TO DO
Print, word for word, the portion of the material below that begins with the line containing "Place one keypoint on each instance of the green" and continues through the end of the material.

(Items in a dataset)
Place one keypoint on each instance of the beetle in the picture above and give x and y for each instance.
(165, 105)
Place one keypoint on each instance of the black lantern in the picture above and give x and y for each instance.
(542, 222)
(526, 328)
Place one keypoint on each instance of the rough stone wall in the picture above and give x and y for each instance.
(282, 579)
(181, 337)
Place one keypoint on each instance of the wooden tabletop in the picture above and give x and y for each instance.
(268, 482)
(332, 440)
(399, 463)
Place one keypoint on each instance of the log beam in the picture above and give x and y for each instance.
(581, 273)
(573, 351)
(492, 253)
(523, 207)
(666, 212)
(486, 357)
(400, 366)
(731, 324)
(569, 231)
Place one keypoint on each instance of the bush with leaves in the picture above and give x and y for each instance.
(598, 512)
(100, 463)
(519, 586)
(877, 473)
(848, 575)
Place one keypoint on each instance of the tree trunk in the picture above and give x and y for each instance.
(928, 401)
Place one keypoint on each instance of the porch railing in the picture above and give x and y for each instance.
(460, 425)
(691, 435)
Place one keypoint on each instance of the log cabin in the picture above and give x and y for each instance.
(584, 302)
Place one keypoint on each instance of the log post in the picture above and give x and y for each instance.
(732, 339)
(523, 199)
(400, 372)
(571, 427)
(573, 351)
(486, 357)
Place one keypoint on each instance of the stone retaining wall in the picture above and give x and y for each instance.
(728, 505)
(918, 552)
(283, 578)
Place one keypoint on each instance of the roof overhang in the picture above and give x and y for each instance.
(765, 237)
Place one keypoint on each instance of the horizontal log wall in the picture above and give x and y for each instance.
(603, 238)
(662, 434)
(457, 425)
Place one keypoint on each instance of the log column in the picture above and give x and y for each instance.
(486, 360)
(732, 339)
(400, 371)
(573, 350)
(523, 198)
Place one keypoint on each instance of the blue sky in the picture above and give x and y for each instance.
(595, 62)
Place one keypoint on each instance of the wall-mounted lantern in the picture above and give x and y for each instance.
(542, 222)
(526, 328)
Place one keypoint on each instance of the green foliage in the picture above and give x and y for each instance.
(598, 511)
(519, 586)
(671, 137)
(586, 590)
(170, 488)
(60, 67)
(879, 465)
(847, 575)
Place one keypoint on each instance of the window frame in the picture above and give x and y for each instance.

OUTPUT
Place one keypoint on each instance of the green foliage in the picture above and give x and y for each instance.
(598, 511)
(519, 586)
(671, 137)
(586, 590)
(170, 488)
(60, 67)
(879, 465)
(847, 575)
Place one keypoint on each instance of the window frame in the picture above and give x and y for each instance.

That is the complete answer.